== Tasks to complete ==
a) Summarize the forum thread on the cost of forced retrieve training in two sentences.
b) Write the next part of the forum thread on the cost of forced retrieve training, starting from its final line.

== Source text ==
BEGIN
# How much to expect to pay?



## Kristen Cabe (Mar 27, 2006)

If you were going to send your dog to someone else (ok, we'll make it even more specific - to stay with your TD for 3-4 weeks) to have them do the forced retrieve work on your dog, how much do you think a reasonable amount to pay them would be?


----------



## Jerry Lyda (Apr 4, 2006)

How much are you willing to pay?

This depends on the person wanting the service. I'm always looking for the best deal not just a deal. Will a person get what he's looking to get.

Most cases," anything cheap is not good and anything good is not cheap."


----------



## Anne Vaini (Mar 15, 2007)

This is how I bill for board-and-train services (using hypothetical values on the internet though!)

$10 boarding fee per day.

Plus equipment rental based on the replacement value of the equipment. For sake of argument, let's use $2 per week for a dumbbell and $10 for treadmill.

And $25 per hour for documented training services. I present a schedule - estimate with the training proposal / contract. For sake of argument, let's say it will take 7 hours of training (15 minutes, twice per day, for 14 days).

But your dog is going to take a little to settle into the new environment and be ready to learn (the other 2 weeks).

$280 boarding fee
$60 equipment rental ($2 * 2 weeks + $10 * 4 weeks)
$175 for documented training services
$515


----------



## Kristen Cabe (Mar 27, 2006)

I understand that, Jerry, and believe me, if I didn't trust that it would be done correctly, there's no way in hell I'd send her to him, or any _other_ person, regardless. The only reason I'm sending her _anywhere_ for it is because I lack the mental strength to do it myself. I can't take it. That pleading look in their eyes just gets to me.  I'll let someone else (ie: my TD) be the bad guy. 

I just wondered what was an acceptable price to pay, or what one might expect to pay, to have it done. He did say that he would also do some tracking with her while he had her, and begin teaching the send away as well.


----------



## Chris Michalek (Feb 13, 2008)

why can't you do it yourself or are you afraid to see what the dog has to go through?


Somebody posted a really nice clicker way to train it. 

The TD in my club mentioned he knew a guy who trained it right before and only before a trial using an e-collar. Apparently that worked well for the guy.


----------



## Lisa Geller (Mar 29, 2007)

around a thousand


----------



## Trish Campbell (Nov 28, 2006)

I'm with Chris, there's more than 1 way to train it...why not look into that and do it yourself?


----------



## Kyle Sprag (Jan 10, 2008)
END
== Raw records ==
BEGIN
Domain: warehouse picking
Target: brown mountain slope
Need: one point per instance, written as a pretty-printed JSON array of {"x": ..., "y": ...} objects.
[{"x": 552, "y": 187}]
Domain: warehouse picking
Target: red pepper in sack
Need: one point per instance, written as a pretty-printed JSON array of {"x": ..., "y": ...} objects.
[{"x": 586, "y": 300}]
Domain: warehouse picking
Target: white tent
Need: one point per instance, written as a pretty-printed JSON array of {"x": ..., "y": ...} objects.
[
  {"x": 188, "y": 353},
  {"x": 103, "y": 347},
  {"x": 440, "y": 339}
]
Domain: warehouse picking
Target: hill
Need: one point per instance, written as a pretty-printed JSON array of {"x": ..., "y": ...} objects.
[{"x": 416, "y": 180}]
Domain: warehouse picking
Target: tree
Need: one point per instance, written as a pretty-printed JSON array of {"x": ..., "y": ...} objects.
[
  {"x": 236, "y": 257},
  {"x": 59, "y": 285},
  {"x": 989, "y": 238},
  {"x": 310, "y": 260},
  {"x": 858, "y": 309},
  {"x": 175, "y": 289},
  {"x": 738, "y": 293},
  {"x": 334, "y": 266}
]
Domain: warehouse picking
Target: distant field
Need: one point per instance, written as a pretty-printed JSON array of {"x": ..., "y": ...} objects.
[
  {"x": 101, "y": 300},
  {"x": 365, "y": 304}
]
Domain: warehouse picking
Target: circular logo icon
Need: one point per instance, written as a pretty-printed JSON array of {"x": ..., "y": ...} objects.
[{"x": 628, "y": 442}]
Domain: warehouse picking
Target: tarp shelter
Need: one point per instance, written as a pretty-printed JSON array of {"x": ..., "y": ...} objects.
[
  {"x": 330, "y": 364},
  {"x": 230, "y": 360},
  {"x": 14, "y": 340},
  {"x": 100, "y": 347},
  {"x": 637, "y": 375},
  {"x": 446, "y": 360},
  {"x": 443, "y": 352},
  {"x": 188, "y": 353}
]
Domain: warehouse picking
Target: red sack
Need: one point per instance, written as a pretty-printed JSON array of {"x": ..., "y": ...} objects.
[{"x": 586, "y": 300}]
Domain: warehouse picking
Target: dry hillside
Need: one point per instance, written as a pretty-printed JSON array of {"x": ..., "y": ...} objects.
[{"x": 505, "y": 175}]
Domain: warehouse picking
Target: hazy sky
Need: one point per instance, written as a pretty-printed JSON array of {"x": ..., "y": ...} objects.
END
== Answers for this exercise ==
a) A forum member asks what would be a reasonable price to pay a training director to keep a dog for three to four weeks and do the forced retrieve work, saying the poster lacks the mental strength to do it. Replies range from the view that anything good is not cheap to a sample board-and-train bill of $515 built on hypothetical rates and an estimate of around a thousand, while others urge the poster to train it personally, since there is more than one way, such as a clicker method.

b)
The $500 sounds reasonable as long as you get what you are looking for but 4 weeks seems like a long time to me, I am thinking more like 2 max with an e-collar. JMO


----------



## Chris Michalek (Feb 13, 2008)

I haven't seen it yet, but I heard Balabanov's video on the Retrieve is good. Maybe check it out if you're not into the forced retrieve.


----------



## mike suttle (Feb 19, 2008)

Does your dog need to be forced to retrieve? Are you looking for top level points, or just to earn a title? There are ways other than force to do it. And even if you have to force the dog because it lacks natural strong retrieve drives you can do it with an E collar and it is not such an ugly thing like it can be with a prong on a table.
i am just asking, not trying to start an arguement here, LOL
The first few dogs I forced to retrieve was with a prong and it was really ugly and for sure during that same time it would have been pretty stressful to teach the send out and also tracking in conjunction to the retreive as you mentioned in your post.
If it were me I would do it myself with an e collar if it has to be forced, and with motivation if force is not nescessary and max points are not your goal, especially if you plan to teach several other parts of the routine at the same time along with the retrieve.
I assume that max points are not your goal because it sounds like you may be new to training otherwise you would not have someone else do it for you. SO with that in mind, try it yourself. If you cant do it with drive and motivation you can always go back to use force later.
Just my opinion.


----------



## Timothy Saunders (Mar 12, 2009)

If someone is keeping your dog for 4wks around a 1000.00 sounds right. People use the forced retrieve because it makes sure bad habits( chewing and dropping ) are discouraged immediately.Some of the other methods can sometimes foster these habits. If I can offer a piece of advice don't start the retrieve on the dumbell


----------



## Kristen Cabe (Mar 27, 2006)

Does the 'why' really matter?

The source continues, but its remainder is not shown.